[begin Raw records]

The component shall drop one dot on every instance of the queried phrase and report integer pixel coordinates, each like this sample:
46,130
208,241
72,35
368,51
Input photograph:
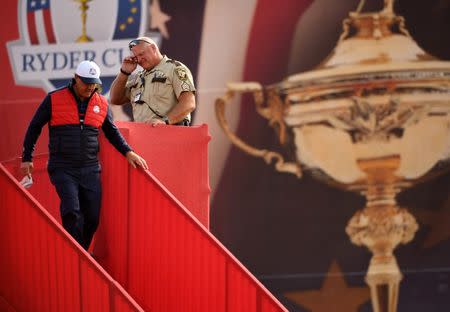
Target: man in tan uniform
161,93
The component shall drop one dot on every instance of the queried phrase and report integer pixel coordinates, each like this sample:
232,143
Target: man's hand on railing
136,160
27,167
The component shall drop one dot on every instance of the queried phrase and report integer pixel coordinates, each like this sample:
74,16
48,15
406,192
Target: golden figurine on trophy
83,7
382,104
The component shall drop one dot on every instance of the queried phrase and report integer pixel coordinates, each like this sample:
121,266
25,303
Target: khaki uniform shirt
153,93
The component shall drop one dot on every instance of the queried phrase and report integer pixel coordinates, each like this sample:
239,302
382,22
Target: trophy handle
268,156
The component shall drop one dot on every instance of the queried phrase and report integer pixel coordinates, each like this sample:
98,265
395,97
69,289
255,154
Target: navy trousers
80,192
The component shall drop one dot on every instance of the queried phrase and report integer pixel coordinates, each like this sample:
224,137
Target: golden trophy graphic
84,8
373,118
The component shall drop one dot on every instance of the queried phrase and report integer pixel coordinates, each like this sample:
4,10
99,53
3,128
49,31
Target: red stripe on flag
48,26
32,33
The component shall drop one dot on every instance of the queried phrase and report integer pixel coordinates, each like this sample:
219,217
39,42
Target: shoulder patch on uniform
173,62
181,73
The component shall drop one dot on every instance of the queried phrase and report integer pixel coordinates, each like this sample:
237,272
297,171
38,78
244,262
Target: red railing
148,241
165,258
44,269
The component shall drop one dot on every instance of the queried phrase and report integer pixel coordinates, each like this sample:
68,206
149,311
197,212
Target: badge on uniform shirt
138,98
185,86
181,73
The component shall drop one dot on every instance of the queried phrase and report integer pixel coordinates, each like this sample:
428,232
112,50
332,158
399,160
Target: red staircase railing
42,268
147,241
166,258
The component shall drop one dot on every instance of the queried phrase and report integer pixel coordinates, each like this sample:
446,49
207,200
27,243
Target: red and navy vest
74,137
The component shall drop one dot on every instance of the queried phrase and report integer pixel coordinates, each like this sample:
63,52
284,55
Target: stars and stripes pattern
39,22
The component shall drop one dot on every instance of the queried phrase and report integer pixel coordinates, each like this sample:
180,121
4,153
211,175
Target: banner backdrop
289,232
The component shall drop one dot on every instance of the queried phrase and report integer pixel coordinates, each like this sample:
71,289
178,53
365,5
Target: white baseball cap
89,72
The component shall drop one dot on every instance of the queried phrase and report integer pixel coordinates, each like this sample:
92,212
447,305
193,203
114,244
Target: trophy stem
381,226
84,8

[end Raw records]

• [Given task] Please count the lines in the items that contain the word "trophy" and give only the number.

• [Solution for this task] 4